(Listing of entries that point to named objects)
⟨

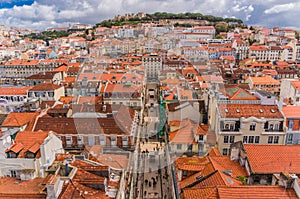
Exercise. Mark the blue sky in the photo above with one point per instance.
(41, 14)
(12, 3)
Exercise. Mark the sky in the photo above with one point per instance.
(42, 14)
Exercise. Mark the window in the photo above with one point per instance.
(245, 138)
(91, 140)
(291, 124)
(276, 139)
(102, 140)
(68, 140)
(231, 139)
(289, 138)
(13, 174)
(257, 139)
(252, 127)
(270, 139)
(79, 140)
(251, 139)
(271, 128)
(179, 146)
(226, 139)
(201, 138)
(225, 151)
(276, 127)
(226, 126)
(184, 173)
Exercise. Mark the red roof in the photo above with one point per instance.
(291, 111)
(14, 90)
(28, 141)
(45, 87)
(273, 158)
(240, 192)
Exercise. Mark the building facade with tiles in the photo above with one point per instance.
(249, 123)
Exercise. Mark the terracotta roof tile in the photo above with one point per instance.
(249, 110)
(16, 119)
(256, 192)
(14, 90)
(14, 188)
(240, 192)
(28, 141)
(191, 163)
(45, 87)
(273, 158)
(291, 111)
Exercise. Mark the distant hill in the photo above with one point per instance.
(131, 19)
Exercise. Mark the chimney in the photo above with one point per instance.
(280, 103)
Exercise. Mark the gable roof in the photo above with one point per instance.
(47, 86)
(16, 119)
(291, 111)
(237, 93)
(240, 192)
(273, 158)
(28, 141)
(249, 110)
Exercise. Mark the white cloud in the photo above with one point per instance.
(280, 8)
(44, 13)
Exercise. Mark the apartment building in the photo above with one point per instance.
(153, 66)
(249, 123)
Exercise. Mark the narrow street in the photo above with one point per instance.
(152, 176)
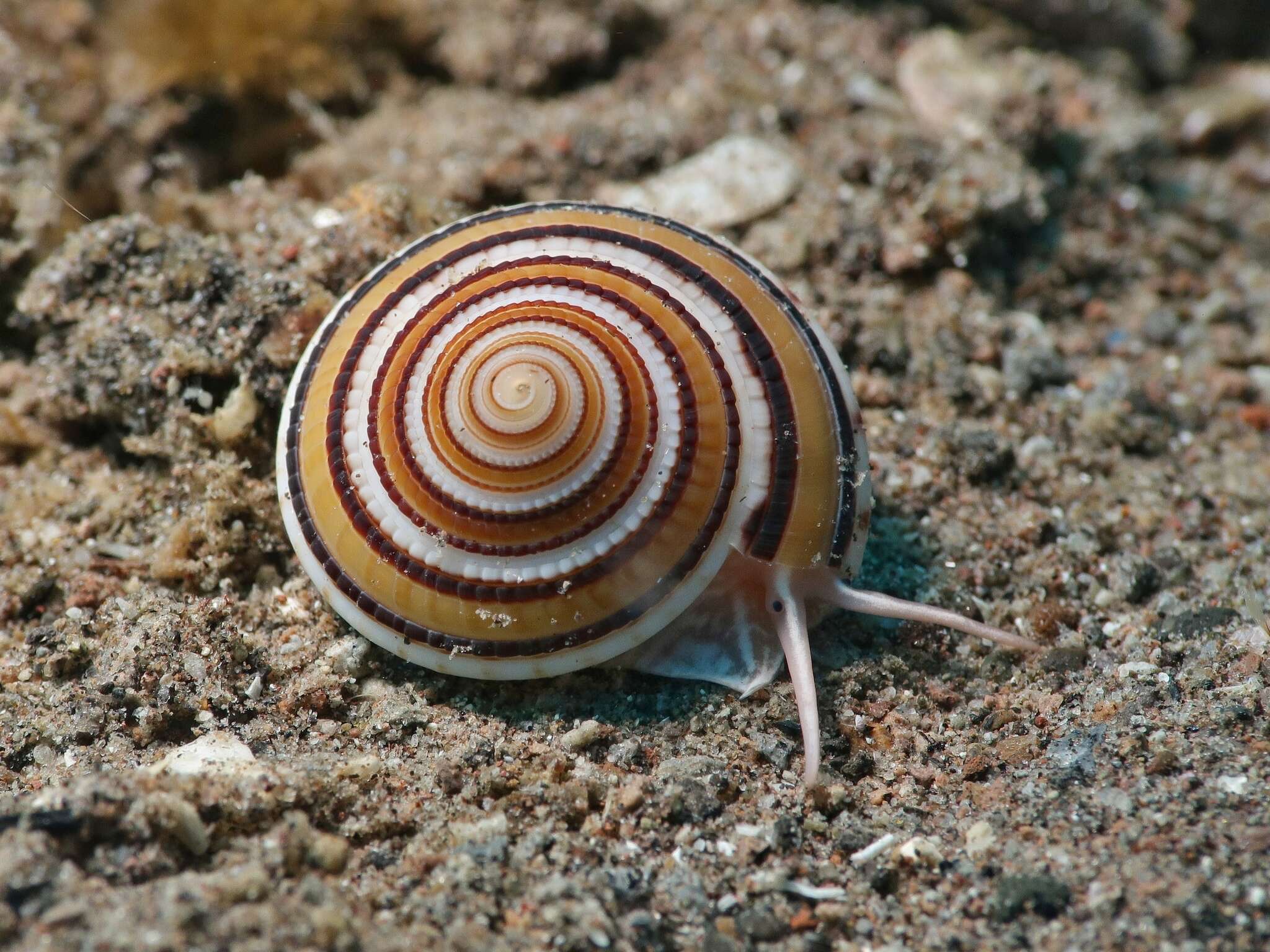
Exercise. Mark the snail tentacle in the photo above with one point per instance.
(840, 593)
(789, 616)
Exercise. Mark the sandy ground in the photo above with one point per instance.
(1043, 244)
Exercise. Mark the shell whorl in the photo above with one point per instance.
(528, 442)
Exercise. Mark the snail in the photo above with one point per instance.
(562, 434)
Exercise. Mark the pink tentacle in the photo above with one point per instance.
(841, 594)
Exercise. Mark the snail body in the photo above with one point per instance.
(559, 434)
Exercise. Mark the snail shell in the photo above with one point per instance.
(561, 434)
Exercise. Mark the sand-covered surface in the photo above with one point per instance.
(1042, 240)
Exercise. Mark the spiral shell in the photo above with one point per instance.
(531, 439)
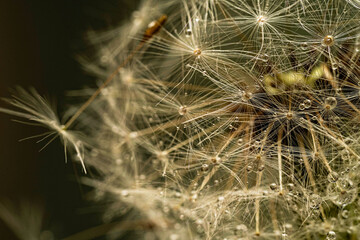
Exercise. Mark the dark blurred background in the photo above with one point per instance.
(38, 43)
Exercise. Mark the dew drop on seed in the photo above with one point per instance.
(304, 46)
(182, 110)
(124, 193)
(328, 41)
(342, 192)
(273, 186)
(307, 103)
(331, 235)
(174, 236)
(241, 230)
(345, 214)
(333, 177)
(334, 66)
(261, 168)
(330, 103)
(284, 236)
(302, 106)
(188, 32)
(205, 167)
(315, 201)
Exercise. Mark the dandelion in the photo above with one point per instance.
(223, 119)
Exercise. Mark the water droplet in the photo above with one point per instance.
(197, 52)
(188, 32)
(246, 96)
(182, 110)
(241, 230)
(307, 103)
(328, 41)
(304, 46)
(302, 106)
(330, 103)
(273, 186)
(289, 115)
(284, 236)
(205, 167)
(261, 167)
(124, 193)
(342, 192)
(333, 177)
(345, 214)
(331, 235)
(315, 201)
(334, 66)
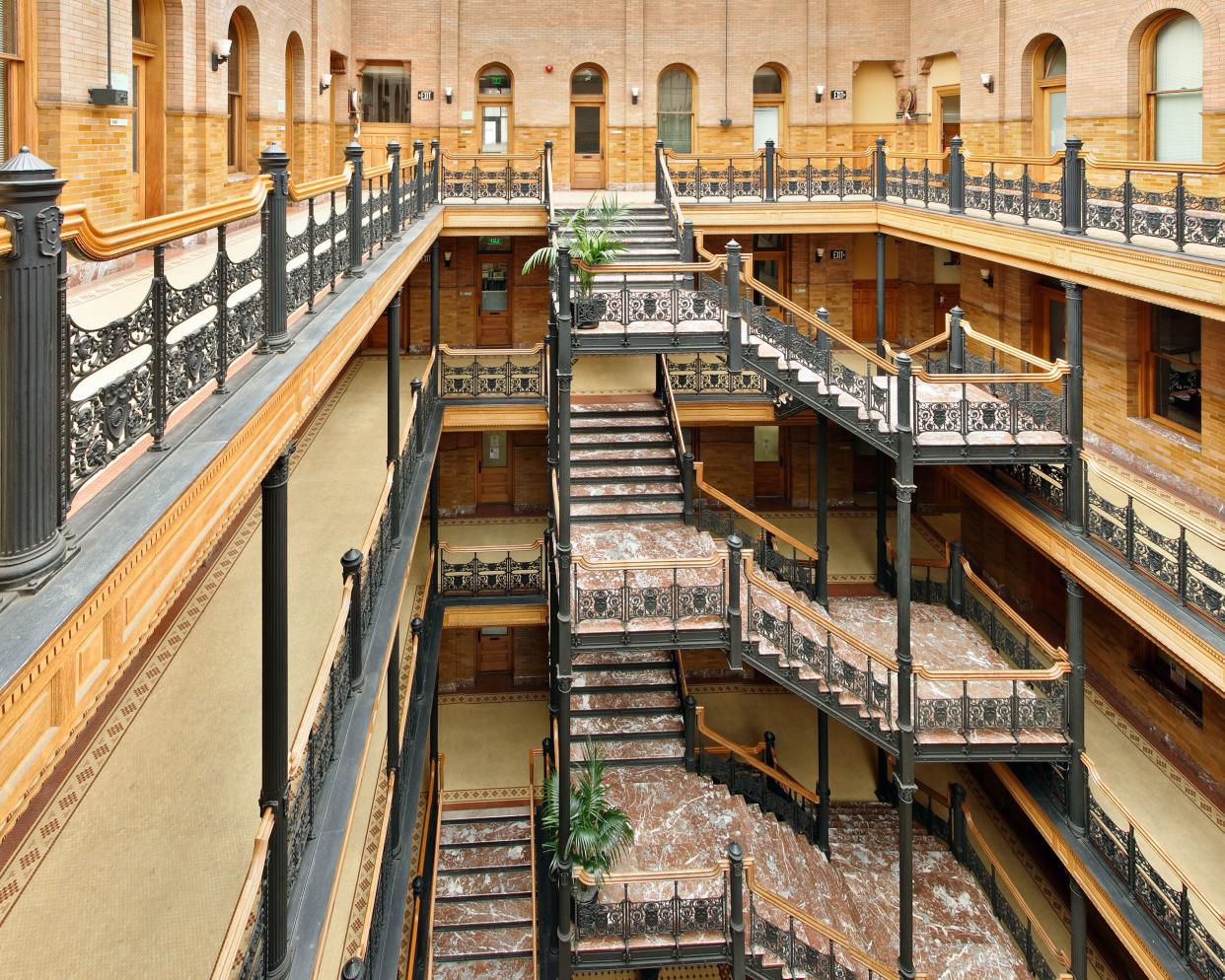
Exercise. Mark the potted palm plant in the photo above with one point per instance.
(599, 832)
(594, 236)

⟩
⟨

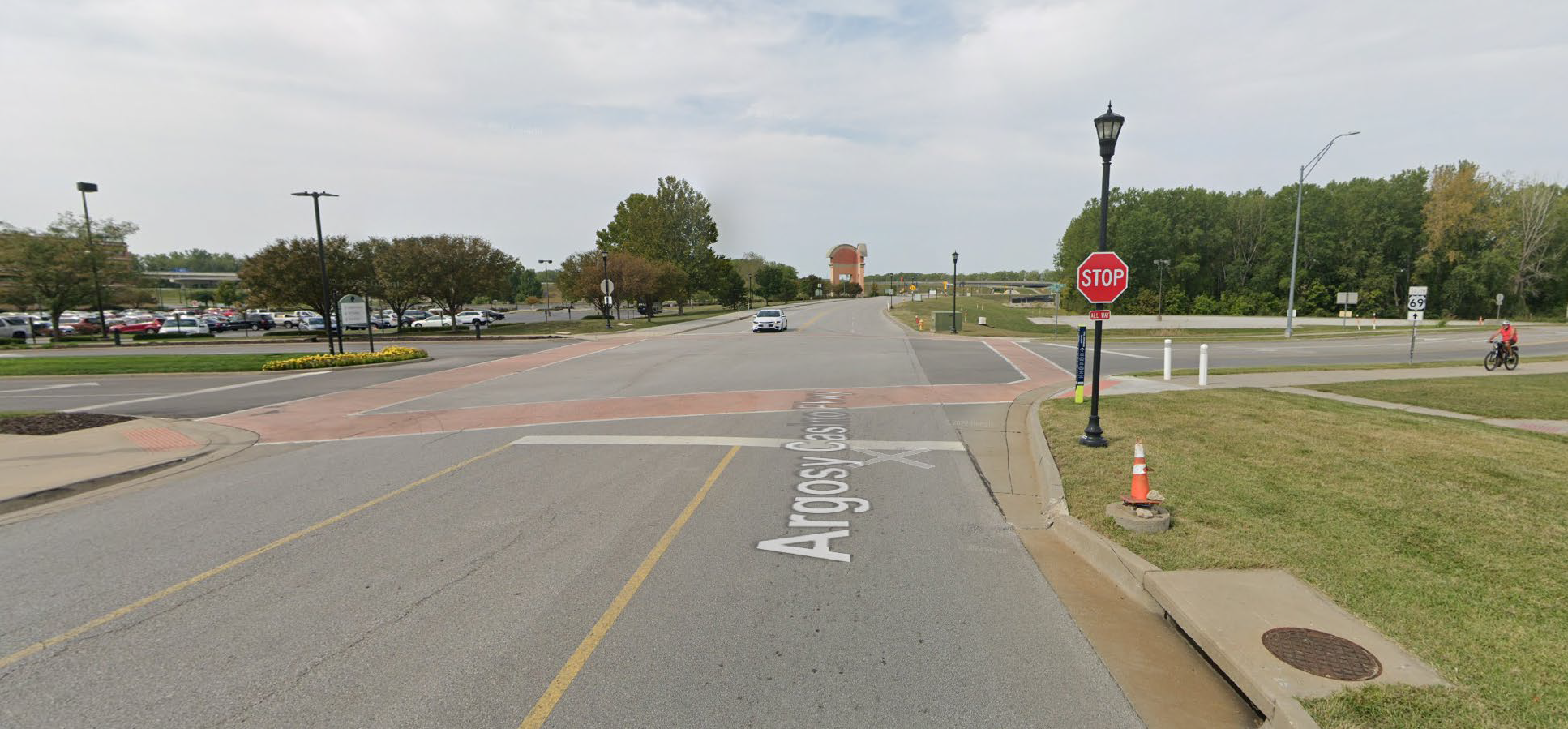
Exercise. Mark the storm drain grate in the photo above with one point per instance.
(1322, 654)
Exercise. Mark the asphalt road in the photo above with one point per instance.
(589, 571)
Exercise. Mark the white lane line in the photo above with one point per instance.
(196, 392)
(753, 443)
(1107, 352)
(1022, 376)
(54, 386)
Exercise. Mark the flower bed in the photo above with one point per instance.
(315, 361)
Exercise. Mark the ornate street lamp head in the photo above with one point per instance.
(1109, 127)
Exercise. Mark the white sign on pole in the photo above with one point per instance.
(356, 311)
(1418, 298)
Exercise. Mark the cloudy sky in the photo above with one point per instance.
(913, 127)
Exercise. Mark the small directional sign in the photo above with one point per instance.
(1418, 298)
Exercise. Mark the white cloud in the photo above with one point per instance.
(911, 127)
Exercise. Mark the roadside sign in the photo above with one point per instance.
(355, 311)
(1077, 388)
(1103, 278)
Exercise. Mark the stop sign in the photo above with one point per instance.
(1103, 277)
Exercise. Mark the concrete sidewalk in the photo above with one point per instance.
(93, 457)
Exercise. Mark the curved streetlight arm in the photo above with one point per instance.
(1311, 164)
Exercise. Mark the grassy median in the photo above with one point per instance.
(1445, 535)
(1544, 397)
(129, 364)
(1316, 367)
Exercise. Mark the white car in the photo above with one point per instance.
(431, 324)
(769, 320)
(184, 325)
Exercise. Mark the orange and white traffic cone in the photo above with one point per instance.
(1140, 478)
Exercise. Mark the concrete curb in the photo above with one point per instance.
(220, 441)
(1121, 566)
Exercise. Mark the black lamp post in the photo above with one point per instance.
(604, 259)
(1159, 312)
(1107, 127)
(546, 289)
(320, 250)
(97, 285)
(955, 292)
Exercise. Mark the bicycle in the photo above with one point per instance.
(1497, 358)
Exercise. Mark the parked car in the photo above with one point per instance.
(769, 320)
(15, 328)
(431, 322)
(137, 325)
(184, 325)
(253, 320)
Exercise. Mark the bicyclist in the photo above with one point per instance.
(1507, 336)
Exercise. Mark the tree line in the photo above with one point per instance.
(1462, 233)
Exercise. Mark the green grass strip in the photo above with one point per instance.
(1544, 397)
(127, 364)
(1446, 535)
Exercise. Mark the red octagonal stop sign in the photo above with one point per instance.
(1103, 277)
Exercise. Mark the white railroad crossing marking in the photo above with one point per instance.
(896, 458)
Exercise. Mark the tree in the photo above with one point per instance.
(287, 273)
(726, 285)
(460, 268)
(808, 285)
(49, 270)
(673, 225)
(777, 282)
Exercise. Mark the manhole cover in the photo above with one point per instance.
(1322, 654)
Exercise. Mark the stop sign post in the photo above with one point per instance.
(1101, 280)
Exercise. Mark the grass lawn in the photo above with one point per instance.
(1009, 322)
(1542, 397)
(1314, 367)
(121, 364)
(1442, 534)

⟩

◆ TASK PROMPT ◆
Please rewrite the listing from the line with "Exercise. Mark the white sign" to the line with "(1462, 233)", keeping the requests unchanged and shifting every answer coordinate by adding 49 to it.

◆ RESULT FOR THIS EXERCISE ◆
Exercise. Mark the white sign on pole in the photo above with one point per instance.
(405, 360)
(1467, 347)
Exercise. Mark the cloudy sky in the photo above with one point per instance.
(962, 176)
Exercise. Mark the small directional sign in the photo above with one point per instance.
(1467, 347)
Exercise. Mark the white cloud in the photo above with one point per instance.
(960, 176)
Exercise. Mark the roadside sign in the photo above with one point per instance.
(404, 360)
(1126, 437)
(1152, 327)
Exercise. Mark the stop sign in the photo above with one point per instance.
(1152, 326)
Exercise. Mark the concrete sidewalk in the photo above with one point per instance.
(142, 506)
Exercise. Mark the curved streetlight arm in the photo above with one point per instance.
(1360, 213)
Exercise. Mark the grassy median in the photo above with one point per instance.
(1494, 584)
(1593, 446)
(178, 413)
(1365, 416)
Exercise. Mark the white car in the photo above with one point per instance.
(480, 373)
(818, 369)
(233, 374)
Exercise. Mark the orange and white traffic cone in the photo above with one point per instance.
(1189, 527)
Exercise. Mark the concrete curb in the photo above with one point per instance.
(269, 490)
(1170, 615)
Exercise. Mark the black lamp post in the photo above with one point per instance.
(653, 308)
(1208, 361)
(1156, 176)
(595, 338)
(369, 299)
(146, 334)
(1004, 341)
Exercise. Mark the bicycle in the photo above with one point per instance.
(1546, 407)
Exercise. Mark the parked car in the photo above with one point per instance.
(818, 369)
(64, 377)
(480, 371)
(186, 374)
(233, 374)
(302, 369)
Exercise. Mark the bicyclist in the photo above with one point per instance.
(1556, 385)
Exercise. Mark the tree line in the photo above with one point per instance.
(1511, 282)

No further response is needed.